Provided entries:
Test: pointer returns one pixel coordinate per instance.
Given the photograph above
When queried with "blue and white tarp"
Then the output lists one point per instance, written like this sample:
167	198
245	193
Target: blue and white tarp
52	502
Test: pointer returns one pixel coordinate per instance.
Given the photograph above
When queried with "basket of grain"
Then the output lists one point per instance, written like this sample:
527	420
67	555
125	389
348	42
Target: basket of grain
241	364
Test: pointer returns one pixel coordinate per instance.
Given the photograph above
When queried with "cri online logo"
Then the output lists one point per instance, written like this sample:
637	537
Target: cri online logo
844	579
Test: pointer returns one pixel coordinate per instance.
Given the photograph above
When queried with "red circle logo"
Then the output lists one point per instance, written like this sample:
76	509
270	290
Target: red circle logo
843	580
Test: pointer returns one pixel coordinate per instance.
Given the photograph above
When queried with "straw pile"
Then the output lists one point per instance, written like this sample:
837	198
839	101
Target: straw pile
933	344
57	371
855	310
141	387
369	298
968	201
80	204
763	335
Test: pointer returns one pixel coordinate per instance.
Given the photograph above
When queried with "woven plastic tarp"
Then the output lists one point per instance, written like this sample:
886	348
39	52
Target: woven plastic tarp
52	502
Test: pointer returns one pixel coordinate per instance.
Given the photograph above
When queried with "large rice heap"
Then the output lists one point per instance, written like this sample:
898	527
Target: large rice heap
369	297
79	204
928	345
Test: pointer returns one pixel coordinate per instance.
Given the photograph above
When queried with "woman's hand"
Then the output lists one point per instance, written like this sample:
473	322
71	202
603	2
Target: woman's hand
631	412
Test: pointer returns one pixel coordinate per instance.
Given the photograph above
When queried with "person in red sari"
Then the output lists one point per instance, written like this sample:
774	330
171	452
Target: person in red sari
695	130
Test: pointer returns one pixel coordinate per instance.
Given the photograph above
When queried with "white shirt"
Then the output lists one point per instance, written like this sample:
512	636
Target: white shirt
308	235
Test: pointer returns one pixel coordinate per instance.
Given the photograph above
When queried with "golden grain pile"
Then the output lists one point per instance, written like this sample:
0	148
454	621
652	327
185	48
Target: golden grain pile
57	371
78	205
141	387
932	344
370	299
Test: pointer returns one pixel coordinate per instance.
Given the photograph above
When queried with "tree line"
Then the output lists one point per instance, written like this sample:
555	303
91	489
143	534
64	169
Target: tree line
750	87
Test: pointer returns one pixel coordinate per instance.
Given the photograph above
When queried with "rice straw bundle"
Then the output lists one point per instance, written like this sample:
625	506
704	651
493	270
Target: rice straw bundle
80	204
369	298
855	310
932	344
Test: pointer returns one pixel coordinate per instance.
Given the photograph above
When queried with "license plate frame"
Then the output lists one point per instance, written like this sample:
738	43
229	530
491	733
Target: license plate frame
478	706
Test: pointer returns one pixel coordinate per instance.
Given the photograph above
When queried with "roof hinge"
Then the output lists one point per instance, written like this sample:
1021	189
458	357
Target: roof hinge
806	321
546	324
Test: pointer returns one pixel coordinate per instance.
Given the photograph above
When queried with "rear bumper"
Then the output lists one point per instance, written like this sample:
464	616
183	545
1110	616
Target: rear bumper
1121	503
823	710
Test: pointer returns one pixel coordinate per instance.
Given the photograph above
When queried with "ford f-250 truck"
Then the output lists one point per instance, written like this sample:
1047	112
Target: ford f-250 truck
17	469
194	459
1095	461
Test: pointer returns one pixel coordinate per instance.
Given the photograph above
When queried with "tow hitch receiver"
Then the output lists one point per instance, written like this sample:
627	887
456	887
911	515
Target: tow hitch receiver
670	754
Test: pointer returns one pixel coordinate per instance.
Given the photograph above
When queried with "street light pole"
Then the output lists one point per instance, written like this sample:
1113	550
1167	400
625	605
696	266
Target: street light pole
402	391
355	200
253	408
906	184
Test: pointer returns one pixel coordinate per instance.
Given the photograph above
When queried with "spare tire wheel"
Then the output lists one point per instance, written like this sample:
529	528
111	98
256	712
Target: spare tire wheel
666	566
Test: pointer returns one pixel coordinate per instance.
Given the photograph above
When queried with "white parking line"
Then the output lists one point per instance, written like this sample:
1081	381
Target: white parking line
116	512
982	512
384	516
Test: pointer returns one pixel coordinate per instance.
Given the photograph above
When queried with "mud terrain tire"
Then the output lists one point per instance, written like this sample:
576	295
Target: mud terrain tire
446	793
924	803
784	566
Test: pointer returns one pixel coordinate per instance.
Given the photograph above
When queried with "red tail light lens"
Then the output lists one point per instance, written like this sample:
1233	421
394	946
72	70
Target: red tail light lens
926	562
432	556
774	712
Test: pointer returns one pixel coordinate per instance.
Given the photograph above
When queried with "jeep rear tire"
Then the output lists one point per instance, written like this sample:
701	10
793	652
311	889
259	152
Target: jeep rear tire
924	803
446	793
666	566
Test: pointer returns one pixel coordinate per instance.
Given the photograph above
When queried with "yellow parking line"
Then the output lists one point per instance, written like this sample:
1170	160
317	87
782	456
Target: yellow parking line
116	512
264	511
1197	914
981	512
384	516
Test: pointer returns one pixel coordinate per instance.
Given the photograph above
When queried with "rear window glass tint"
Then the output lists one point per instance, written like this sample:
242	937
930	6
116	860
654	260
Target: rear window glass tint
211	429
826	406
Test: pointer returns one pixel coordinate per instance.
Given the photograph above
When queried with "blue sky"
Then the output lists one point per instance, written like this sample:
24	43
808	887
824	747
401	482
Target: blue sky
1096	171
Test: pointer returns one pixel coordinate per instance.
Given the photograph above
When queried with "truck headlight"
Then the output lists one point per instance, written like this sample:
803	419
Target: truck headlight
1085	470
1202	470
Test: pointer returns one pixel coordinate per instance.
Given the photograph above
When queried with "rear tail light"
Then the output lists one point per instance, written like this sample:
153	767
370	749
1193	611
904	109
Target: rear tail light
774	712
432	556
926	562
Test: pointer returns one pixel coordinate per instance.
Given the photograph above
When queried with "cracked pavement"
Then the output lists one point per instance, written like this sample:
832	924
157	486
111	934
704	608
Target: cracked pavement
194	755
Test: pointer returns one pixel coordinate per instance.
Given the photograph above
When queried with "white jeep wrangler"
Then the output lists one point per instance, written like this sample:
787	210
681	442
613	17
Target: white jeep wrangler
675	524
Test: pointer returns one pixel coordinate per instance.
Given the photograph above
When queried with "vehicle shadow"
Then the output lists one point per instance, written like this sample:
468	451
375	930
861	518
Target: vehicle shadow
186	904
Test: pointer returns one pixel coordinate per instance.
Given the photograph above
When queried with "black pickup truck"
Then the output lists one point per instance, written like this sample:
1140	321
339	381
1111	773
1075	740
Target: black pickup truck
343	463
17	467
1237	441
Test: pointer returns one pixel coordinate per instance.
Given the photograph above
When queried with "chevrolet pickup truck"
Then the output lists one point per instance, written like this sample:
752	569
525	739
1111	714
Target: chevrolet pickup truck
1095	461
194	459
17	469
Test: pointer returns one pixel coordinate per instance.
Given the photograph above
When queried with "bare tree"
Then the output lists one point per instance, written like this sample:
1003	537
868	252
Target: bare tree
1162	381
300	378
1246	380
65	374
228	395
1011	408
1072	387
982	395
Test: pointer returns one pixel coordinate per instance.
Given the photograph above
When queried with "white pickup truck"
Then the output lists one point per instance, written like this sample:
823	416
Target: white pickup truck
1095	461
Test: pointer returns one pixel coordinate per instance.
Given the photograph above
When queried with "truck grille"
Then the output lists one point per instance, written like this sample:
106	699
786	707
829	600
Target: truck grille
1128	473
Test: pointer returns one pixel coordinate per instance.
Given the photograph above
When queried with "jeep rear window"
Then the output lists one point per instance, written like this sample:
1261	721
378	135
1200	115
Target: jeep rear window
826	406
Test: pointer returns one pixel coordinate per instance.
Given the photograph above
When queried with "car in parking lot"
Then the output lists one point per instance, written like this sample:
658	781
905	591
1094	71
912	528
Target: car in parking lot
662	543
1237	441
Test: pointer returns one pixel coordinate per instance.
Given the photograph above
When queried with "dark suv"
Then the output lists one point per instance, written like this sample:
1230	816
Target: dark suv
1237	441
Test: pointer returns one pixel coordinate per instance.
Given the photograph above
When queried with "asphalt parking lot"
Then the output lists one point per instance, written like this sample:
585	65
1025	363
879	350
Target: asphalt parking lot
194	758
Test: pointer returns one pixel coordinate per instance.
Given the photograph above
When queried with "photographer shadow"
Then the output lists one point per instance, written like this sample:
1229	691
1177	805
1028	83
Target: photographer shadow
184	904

Task instructions: How many of the lines above contain the word "yellow"? Case counts; reply with the number only.

Written solution: 2